» **Extrait choisi**
■ ■ ■ ■ ■
Dans cet ouvrage, aussi édifiant que remarquable, la politologue et universitaire Françoise Vergès poursuit des interrogations qui participent depuis longtemps de ses préoccupations intellectuelles, ainsi que de son engagement de militante féministe et créole: la racisation des peuples à travers les ères coloniale et postcoloniale; les structures et idéologies politiques œuvrant férocement tant au contrôle des espaces intimes et familiaux qu'à l'oppression des femmes; la violence de l'empire français à l'égard de ses (anciennes) colonies, réduites à la servitude et à l'exploitation; la mémoire longtemps confisquée des sociétés créoles dans l'édifice colonial; la difficulté pour la France républicaine, aujourd'hui, de faire face à son passé colonial, d'accomplir tant son devoir de mémoire que son devoir de réparation, et de repenser sa propre histoire à la lumière des récits de ces nombreux groupes (humains pourtant!) [End Page 284] relégués aux marges de l'humanité, suivant des catégories de race, de classe, de genre ou de retranchement géographique, par un système qui n'aura eu de cesse de discriminer, d'exploiter et de disposer des corps "autres," en les privant à la fois de leur humanité et de leurs droits.
■ ■ ■ ■ ■
» **Données**
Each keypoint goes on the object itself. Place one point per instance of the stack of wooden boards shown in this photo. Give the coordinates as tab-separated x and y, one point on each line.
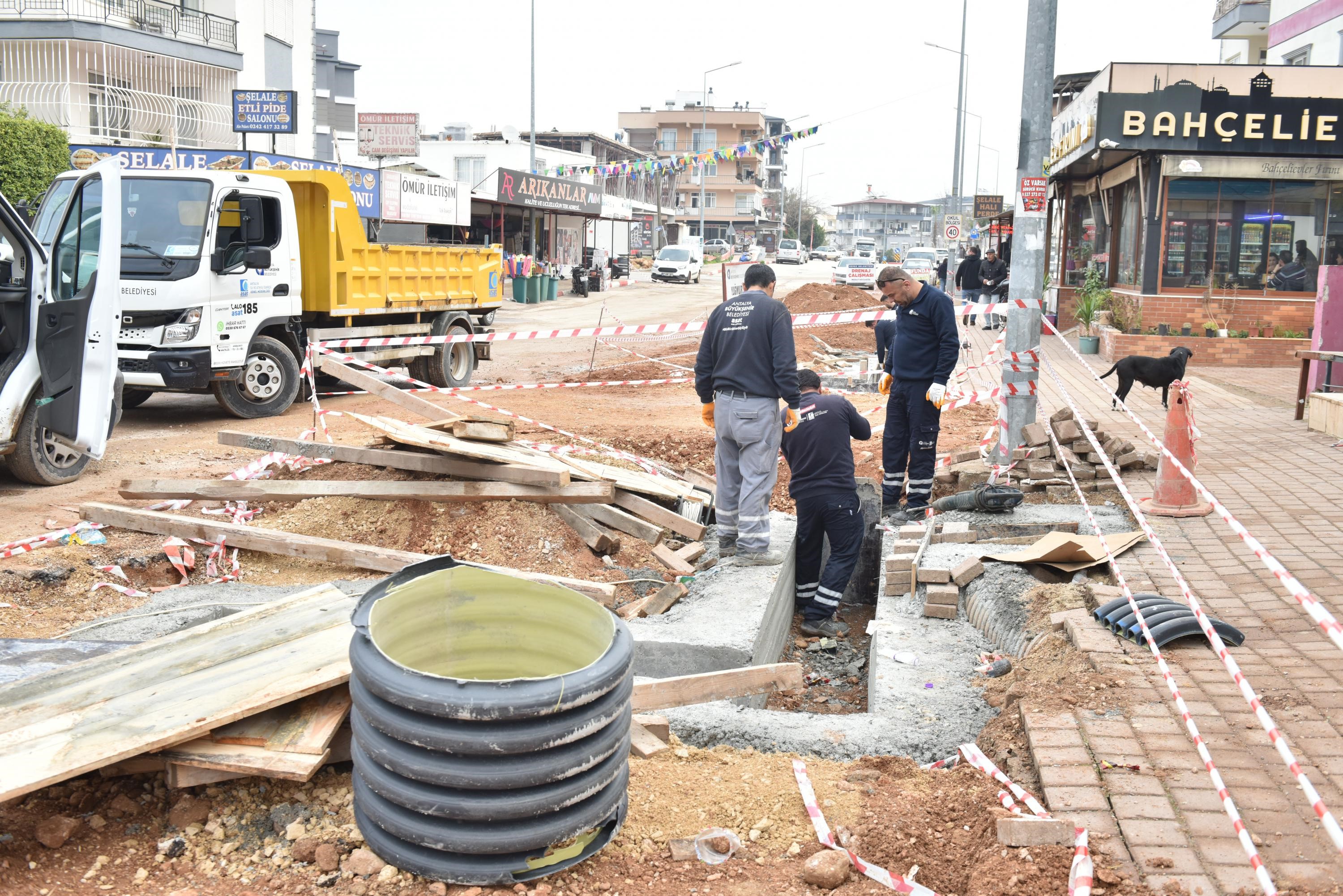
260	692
■ ■ ■ ■ ■
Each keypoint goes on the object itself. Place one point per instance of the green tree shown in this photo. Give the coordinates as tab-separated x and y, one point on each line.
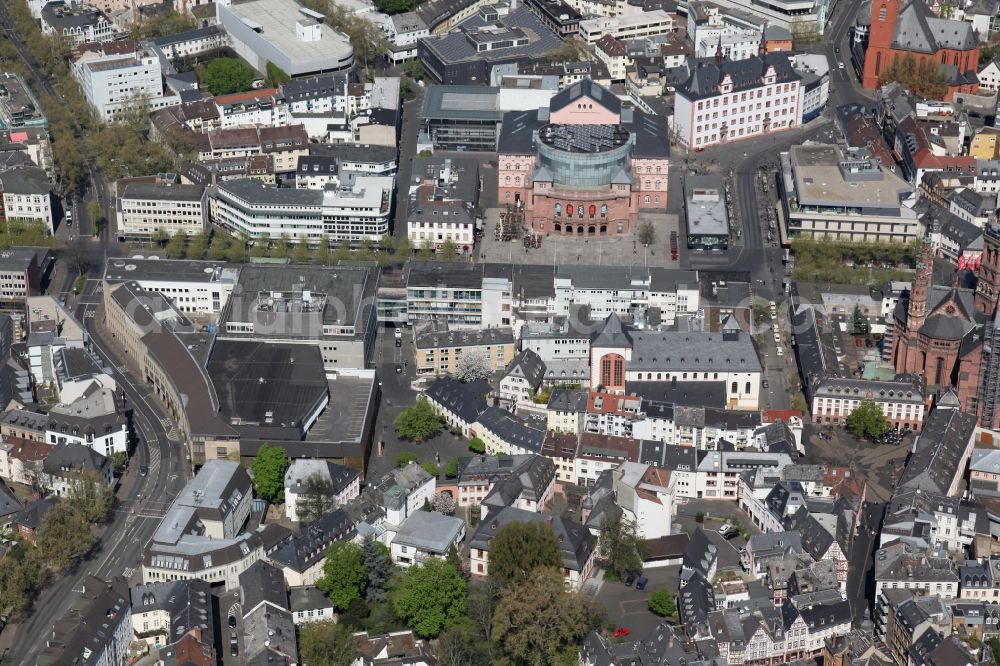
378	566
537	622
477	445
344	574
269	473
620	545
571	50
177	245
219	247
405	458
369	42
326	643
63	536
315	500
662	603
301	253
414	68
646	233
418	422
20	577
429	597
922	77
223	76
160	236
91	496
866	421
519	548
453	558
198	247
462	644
■ ■ ■ ■ ■
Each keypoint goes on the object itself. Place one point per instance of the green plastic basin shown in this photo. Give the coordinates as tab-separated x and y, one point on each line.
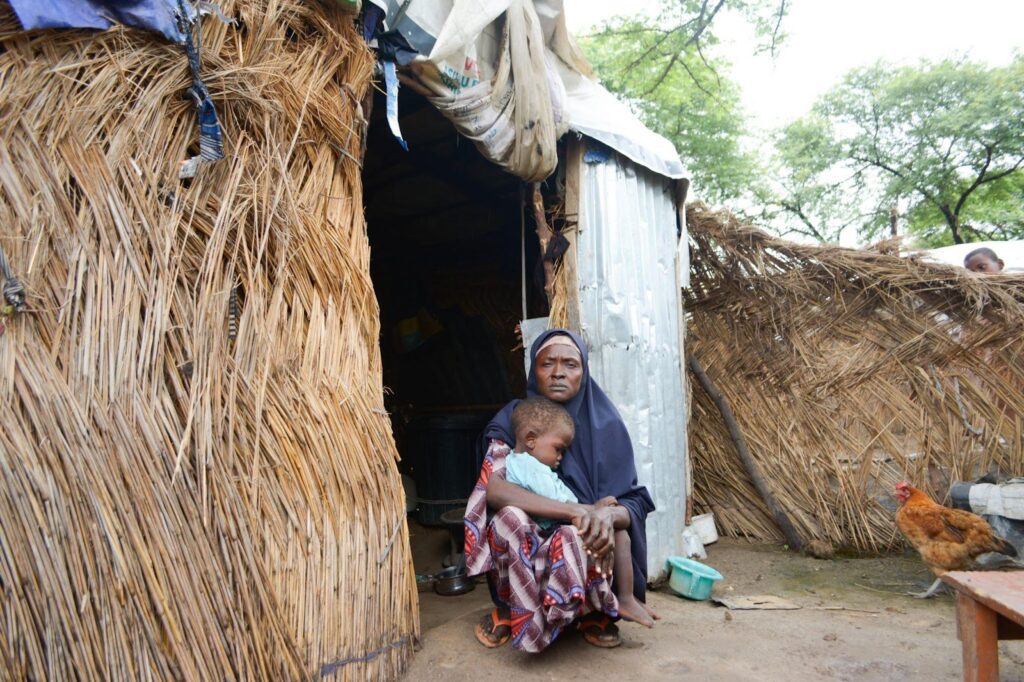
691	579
■ ■ ■ ■ ■
» **Objectifs**
**a)** Reformulez sous forme de liste le paragraphe de l'extrait qui commence par « Dans cet ouvrage », en conservant ses faits principaux.
**b)** Répondez aux questions suivantes d'après l'extrait :
(i) Quelles deux professions sont attribuées à Françoise Vergès ?
(ii) À quoi les colonies de l'empire français ont-elles été réduites ?
(iii) Selon quelles catégories des groupes ont-ils été relégués aux marges de l'humanité ?
Ces données proviennent d'une autre source que l'extrait.

» **Réponses**
**a)**
- Dans cet ouvrage, Françoise Vergès, politologue, universitaire et militante féministe et créole, poursuit des interrogations qui la préoccupent depuis longtemps.
- Elle traite de la racisation des peuples aux ères coloniale et postcoloniale.
- Elle examine les structures et idéologies politiques qui contrôlent les espaces intimes et familiaux et oppriment les femmes.
- Elle aborde la violence de l'empire français envers ses (anciennes) colonies, réduites à la servitude et à l'exploitation.
- Elle évoque la mémoire longtemps confisquée des sociétés créoles dans l'édifice colonial.
- Elle souligne la difficulté pour la France républicaine d'affronter son passé colonial, d'accomplir ses devoirs de mémoire et de réparation, et de repenser son histoire à la lumière des récits des groupes relégués aux marges de l'humanité selon la race, la classe, le genre ou le retranchement géographique.

**b)**
(i) Politologue et universitaire.
(ii) À la servitude et à l'exploitation.
(iii) La race, la classe, le genre et le retranchement géographique.